### REQUIRED TASK
Convert the rows from the line containing "foliage and record integer pixel coordinates." through the last row, inclusive, into a numbered list, omitting blank lines and including nothing else.
### MATERIAL FOR THIS TASK
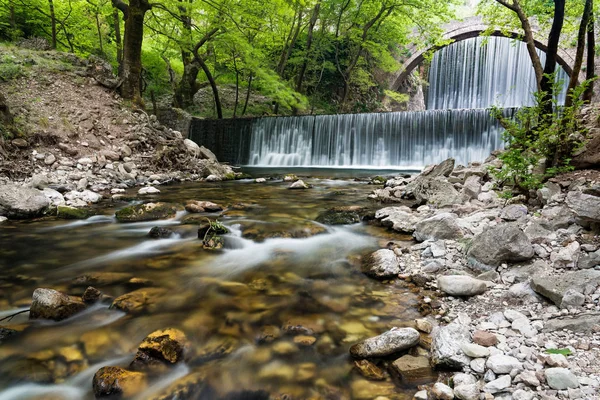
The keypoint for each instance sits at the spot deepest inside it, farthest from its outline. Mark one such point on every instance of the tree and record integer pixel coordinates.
(131, 71)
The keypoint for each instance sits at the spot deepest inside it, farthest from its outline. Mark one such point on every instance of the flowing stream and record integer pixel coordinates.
(278, 268)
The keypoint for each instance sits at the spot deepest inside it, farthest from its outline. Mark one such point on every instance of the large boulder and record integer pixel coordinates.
(502, 243)
(585, 206)
(390, 342)
(446, 346)
(22, 202)
(54, 305)
(116, 383)
(382, 264)
(400, 219)
(146, 212)
(556, 288)
(162, 348)
(461, 285)
(441, 226)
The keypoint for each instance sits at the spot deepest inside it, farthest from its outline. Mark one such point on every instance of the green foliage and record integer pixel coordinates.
(539, 143)
(564, 352)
######
### SOLUTION TO THE EXERCISE
1. The keypoint for each instance sits at the spot deepest inside it, farthest from its outline. Mark one such point on every instance of the green foliage and record integer pixel coordinates.
2. (539, 143)
3. (564, 352)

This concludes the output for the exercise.